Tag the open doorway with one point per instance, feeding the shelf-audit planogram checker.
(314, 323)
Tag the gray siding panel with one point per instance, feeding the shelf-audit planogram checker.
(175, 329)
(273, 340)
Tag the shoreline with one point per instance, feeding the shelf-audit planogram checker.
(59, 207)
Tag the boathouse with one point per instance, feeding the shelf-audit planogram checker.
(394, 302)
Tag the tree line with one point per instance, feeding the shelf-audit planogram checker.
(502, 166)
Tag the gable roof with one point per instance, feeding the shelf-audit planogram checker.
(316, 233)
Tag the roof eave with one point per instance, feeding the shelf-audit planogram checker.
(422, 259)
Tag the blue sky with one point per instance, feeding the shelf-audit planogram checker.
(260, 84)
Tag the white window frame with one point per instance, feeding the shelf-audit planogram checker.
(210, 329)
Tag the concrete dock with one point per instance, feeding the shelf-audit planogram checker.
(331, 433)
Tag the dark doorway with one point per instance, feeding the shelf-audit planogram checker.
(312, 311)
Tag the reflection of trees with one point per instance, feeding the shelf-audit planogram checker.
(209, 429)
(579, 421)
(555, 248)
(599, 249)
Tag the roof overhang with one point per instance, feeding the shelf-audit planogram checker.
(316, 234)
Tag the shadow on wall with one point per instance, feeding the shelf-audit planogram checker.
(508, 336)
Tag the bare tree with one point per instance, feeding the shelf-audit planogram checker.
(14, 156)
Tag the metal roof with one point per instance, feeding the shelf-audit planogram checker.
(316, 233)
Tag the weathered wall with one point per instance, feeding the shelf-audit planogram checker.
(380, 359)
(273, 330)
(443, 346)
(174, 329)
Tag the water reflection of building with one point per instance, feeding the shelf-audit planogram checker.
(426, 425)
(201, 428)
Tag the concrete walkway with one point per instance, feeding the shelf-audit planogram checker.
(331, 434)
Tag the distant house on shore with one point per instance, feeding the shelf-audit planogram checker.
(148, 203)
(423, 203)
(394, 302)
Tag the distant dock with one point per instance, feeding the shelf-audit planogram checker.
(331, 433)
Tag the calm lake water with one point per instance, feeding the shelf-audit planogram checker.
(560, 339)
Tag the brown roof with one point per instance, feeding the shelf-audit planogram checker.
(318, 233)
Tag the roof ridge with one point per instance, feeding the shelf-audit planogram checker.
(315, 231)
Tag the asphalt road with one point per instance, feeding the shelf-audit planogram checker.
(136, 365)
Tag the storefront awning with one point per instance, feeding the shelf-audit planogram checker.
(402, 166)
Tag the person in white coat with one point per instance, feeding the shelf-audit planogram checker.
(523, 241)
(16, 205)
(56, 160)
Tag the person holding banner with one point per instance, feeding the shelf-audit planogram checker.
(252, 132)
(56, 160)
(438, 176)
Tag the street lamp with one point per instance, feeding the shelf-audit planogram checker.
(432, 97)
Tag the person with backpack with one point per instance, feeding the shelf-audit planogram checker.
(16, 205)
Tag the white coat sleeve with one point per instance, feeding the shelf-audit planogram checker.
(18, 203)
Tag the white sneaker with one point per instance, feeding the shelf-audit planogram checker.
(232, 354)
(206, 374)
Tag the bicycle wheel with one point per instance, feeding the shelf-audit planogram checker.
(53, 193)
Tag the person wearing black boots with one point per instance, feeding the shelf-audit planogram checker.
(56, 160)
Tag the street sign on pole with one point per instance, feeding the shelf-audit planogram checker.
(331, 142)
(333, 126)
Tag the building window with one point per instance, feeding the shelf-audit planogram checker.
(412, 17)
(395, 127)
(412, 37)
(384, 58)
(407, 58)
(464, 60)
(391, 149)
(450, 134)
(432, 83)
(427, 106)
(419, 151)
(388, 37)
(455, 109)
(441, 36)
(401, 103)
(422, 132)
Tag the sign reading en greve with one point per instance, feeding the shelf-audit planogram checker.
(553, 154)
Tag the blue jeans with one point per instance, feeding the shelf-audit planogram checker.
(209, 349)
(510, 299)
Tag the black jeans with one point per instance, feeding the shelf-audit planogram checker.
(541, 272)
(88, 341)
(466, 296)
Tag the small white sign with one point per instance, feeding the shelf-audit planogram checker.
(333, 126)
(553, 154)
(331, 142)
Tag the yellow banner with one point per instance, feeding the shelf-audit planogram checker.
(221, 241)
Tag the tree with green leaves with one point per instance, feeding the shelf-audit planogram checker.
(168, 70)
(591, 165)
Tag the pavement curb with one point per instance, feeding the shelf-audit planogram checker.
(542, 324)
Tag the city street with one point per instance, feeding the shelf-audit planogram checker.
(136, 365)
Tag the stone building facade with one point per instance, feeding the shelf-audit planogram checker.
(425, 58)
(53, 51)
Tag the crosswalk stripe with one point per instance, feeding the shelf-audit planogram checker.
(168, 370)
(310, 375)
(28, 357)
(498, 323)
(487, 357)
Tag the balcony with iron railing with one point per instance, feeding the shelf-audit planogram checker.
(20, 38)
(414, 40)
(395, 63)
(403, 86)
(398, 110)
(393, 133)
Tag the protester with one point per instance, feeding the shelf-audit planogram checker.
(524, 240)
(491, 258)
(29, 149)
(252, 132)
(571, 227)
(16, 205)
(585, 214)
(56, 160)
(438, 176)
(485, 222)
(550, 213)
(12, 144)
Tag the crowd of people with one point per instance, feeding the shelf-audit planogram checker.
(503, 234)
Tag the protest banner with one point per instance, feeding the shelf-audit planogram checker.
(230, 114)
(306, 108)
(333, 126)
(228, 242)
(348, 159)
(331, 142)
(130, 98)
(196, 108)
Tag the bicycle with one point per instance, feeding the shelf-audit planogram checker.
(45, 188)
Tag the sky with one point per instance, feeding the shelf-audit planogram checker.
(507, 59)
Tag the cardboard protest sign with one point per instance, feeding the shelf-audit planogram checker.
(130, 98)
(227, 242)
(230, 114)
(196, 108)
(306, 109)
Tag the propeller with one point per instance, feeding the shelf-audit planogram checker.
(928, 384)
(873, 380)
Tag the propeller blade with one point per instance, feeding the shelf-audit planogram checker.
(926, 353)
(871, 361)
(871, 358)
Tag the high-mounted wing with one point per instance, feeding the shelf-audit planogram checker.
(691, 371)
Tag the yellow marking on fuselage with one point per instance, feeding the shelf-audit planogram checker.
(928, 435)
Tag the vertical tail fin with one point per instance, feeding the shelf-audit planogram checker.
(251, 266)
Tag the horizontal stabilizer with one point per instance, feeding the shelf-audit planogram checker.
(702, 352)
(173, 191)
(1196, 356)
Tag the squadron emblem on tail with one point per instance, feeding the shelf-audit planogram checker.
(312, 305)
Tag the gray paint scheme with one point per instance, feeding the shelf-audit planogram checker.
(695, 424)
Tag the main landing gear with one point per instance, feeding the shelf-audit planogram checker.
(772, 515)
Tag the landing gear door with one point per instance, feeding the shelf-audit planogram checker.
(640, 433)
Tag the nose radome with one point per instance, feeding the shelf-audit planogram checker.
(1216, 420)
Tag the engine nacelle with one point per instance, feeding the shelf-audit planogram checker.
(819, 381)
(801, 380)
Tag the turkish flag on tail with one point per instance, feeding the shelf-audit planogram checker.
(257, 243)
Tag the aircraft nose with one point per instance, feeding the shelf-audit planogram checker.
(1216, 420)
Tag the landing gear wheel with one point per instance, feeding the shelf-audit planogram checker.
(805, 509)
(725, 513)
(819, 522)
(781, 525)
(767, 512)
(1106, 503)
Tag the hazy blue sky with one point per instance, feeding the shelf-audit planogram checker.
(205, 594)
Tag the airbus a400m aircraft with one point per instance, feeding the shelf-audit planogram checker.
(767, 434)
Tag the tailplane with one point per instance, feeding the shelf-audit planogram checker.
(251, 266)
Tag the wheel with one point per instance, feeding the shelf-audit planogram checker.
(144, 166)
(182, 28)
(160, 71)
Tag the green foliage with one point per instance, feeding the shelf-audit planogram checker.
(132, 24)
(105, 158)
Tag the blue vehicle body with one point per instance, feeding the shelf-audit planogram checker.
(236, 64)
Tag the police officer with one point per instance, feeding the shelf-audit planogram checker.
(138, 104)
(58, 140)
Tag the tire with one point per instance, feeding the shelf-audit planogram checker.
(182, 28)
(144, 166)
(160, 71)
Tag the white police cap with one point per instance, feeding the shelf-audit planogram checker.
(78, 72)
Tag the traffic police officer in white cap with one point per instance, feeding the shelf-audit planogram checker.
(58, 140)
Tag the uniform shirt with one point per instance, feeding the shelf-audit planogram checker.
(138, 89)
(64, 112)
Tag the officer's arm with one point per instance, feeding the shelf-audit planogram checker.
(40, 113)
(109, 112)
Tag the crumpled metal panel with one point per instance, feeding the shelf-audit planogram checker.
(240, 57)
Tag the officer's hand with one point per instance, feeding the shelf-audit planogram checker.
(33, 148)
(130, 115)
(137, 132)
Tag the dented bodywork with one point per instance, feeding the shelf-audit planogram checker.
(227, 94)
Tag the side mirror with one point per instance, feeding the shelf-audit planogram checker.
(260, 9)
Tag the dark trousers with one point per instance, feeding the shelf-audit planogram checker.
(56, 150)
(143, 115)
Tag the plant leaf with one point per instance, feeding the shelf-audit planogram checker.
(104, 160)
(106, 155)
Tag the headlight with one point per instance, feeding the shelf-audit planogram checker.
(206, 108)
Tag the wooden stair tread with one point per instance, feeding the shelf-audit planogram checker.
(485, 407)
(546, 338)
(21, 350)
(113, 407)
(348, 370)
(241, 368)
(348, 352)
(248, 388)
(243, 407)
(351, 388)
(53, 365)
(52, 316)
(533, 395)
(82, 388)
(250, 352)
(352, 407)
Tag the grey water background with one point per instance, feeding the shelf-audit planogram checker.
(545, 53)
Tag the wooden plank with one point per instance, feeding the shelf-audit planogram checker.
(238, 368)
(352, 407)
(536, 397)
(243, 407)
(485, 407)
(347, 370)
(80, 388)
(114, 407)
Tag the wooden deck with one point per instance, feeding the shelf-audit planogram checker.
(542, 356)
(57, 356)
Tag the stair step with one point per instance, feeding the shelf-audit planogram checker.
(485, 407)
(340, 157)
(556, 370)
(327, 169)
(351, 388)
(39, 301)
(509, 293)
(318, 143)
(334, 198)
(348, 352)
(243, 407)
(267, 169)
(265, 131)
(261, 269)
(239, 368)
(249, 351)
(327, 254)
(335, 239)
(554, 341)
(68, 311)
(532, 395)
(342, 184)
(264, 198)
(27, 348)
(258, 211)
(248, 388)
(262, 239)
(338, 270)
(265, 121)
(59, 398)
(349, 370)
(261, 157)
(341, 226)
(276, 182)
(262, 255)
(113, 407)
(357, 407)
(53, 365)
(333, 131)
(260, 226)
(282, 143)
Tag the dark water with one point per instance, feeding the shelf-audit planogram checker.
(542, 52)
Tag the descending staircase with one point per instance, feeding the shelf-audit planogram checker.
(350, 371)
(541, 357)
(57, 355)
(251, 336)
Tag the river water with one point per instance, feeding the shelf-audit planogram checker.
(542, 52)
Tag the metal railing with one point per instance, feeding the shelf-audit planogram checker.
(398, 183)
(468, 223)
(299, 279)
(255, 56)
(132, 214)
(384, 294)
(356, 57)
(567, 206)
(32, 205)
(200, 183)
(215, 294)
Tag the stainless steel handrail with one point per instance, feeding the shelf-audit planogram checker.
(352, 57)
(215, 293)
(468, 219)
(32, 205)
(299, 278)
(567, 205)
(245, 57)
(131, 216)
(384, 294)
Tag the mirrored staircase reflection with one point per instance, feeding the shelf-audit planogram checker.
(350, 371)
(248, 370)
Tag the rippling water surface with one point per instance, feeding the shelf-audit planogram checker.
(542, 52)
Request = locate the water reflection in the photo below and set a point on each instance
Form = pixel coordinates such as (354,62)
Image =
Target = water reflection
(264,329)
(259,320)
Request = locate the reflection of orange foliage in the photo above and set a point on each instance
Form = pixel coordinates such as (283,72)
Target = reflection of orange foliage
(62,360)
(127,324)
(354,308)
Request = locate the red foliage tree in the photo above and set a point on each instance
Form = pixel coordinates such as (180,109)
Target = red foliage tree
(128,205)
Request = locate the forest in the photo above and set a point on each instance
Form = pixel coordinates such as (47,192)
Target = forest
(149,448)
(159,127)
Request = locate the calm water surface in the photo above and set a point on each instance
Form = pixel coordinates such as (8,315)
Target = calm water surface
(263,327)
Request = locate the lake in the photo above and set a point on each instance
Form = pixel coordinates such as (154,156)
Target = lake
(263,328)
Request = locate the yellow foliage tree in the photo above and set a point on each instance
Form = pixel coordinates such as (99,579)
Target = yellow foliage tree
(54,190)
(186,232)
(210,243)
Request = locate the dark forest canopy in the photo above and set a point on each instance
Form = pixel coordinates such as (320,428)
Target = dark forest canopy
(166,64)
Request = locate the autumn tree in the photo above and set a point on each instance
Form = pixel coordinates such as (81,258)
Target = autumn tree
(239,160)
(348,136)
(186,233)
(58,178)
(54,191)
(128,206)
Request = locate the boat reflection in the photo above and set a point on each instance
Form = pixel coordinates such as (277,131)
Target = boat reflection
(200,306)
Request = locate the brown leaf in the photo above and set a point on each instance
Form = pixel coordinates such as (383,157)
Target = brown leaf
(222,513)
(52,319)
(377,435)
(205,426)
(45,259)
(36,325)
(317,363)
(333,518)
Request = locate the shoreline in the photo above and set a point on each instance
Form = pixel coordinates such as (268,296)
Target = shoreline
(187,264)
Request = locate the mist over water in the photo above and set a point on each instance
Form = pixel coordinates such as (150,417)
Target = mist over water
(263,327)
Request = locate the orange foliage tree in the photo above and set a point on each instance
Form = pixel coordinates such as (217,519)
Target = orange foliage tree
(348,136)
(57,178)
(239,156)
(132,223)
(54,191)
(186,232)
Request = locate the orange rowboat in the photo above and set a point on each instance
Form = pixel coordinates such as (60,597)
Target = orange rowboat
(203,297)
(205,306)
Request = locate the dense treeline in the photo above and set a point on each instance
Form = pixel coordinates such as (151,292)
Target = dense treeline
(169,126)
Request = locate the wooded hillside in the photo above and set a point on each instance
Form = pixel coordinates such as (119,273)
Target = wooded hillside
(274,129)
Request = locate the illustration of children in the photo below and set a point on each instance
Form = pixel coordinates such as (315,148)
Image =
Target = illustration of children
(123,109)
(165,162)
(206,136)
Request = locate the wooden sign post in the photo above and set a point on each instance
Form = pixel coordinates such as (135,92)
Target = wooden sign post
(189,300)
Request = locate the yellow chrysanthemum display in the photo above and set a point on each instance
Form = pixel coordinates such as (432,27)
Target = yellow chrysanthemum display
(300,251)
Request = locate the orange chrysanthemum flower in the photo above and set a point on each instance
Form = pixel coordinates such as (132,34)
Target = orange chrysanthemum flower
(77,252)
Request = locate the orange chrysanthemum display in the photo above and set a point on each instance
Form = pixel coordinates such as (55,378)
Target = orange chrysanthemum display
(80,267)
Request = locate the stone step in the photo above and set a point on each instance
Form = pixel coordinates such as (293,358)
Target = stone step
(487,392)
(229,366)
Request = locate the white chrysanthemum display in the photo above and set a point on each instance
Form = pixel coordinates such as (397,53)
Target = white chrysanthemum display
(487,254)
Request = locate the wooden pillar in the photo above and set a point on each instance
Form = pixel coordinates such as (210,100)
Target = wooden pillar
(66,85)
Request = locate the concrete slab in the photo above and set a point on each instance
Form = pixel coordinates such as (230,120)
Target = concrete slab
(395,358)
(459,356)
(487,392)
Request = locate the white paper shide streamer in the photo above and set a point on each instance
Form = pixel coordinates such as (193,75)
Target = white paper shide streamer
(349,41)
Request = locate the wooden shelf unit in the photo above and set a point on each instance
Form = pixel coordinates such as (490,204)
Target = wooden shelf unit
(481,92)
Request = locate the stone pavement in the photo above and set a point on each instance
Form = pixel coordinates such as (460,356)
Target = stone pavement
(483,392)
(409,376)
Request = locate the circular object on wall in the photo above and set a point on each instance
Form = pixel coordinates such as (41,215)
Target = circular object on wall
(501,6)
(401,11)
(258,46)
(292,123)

-- EXERCISE DETAILS --
Copy all lines from the data above that contain the word "below".

-- SOLVED EXERCISE --
Request = locate the water reflection in the photo below and set a point on each instance
Request = locate the illustration of children in the photo below and set a point on each instance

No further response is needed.